**Records excerpted from a collection**:
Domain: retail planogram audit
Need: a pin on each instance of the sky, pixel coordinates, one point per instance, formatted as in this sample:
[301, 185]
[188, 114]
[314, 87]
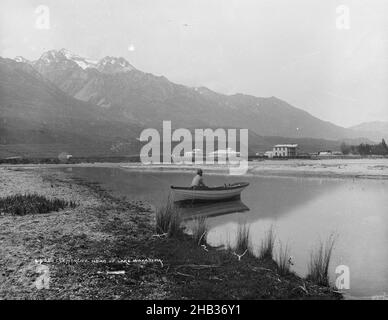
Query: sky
[327, 57]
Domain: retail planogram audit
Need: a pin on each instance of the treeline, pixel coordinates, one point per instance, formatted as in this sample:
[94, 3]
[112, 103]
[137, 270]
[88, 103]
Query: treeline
[365, 149]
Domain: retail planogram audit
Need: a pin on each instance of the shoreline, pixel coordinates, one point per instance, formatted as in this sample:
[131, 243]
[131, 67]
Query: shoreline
[106, 248]
[329, 168]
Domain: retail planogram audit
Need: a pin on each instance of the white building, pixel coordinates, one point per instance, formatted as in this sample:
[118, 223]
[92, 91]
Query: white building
[285, 150]
[228, 153]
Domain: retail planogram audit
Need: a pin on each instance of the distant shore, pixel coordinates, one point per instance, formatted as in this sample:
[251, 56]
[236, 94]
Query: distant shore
[324, 168]
[106, 248]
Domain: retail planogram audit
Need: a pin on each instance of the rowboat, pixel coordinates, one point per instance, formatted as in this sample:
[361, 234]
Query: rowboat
[226, 192]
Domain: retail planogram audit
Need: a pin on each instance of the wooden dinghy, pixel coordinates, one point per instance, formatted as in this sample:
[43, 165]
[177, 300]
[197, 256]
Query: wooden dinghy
[226, 192]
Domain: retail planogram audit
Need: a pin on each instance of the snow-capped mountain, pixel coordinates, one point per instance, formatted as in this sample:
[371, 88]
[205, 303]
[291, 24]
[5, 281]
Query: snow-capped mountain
[82, 62]
[132, 95]
[114, 65]
[66, 58]
[22, 60]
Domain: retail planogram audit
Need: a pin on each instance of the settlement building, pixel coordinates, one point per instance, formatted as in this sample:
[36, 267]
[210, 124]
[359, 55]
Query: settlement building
[285, 150]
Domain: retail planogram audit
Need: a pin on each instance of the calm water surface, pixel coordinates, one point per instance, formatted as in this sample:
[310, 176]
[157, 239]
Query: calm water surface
[303, 211]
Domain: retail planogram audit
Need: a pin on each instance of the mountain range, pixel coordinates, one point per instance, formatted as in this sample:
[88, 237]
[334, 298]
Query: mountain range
[63, 101]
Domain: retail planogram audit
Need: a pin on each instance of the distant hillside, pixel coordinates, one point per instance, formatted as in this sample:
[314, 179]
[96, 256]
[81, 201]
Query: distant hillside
[35, 111]
[117, 86]
[66, 103]
[377, 130]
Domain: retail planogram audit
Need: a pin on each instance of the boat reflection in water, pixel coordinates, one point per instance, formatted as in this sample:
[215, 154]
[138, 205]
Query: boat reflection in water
[191, 211]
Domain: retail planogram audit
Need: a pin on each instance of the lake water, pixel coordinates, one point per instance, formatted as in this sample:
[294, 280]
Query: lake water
[303, 211]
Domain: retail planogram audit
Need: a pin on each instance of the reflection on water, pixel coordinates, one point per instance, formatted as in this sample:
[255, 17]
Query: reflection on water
[209, 209]
[303, 212]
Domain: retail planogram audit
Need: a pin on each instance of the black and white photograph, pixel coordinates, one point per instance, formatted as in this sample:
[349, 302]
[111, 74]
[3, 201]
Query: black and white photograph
[172, 151]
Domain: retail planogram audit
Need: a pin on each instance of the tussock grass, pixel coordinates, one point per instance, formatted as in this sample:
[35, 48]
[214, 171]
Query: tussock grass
[318, 268]
[267, 245]
[283, 259]
[200, 230]
[20, 205]
[243, 242]
[168, 220]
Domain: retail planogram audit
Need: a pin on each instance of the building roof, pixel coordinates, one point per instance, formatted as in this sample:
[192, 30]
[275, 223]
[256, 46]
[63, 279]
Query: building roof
[286, 146]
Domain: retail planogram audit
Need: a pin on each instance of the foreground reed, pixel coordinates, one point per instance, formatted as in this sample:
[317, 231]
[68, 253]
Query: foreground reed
[267, 245]
[318, 268]
[243, 243]
[20, 205]
[283, 259]
[168, 220]
[200, 230]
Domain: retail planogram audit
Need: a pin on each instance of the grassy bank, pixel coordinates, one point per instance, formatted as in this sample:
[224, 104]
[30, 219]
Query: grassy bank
[110, 248]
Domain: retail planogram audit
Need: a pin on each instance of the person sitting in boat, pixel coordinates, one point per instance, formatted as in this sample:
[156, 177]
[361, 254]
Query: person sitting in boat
[198, 180]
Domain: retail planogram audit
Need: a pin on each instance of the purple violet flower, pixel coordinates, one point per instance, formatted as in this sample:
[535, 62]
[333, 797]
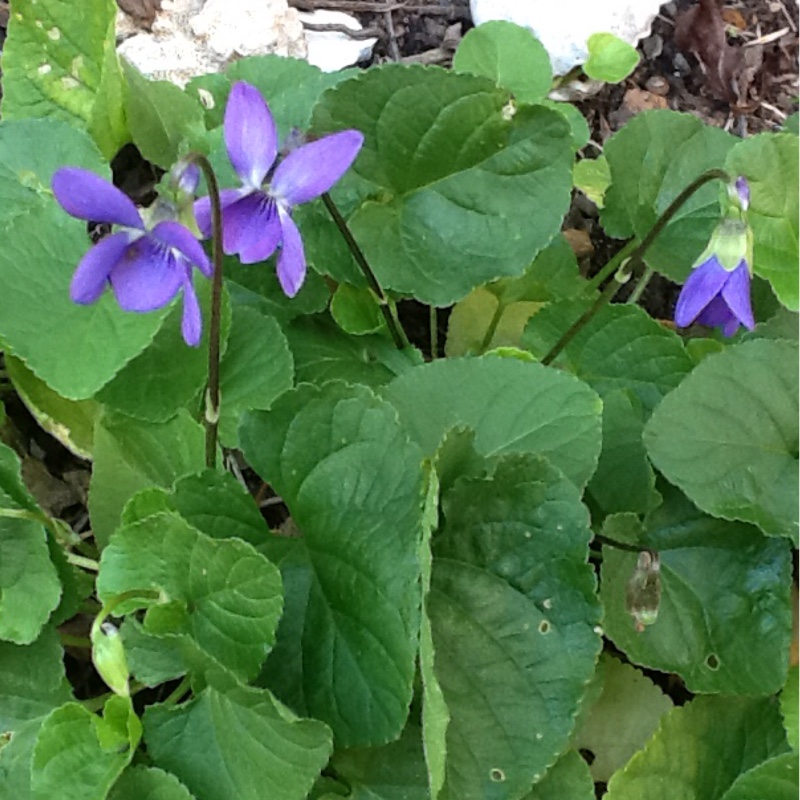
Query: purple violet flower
[717, 292]
[257, 217]
[145, 267]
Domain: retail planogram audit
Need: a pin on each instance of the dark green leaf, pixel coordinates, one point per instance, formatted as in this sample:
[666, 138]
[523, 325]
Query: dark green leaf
[252, 746]
[353, 484]
[727, 436]
[513, 407]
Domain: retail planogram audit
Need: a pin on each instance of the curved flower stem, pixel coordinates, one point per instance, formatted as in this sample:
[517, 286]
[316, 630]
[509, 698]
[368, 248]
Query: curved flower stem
[387, 309]
[211, 416]
[630, 548]
[634, 266]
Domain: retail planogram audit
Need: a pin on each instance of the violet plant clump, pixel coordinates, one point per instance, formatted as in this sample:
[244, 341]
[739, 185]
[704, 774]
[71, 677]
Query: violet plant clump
[257, 217]
[717, 292]
[437, 521]
[146, 265]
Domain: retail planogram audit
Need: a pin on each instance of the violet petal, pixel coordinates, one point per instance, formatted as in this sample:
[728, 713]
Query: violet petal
[313, 168]
[192, 320]
[202, 208]
[91, 276]
[716, 314]
[148, 277]
[736, 294]
[701, 287]
[250, 228]
[84, 195]
[250, 134]
[175, 235]
[292, 259]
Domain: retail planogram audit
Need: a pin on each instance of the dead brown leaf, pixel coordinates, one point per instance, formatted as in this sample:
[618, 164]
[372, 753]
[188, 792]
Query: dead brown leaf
[142, 11]
[701, 31]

**Brief**: Which lines of the data above contain the word "hillside"? Select every such line and copy it, treating case as significant.

**Finished exercise**:
Need: a pin on each instance of the distant hillside, pixel coordinates, one point per instance, formatted as in this sample:
Query: distant hillside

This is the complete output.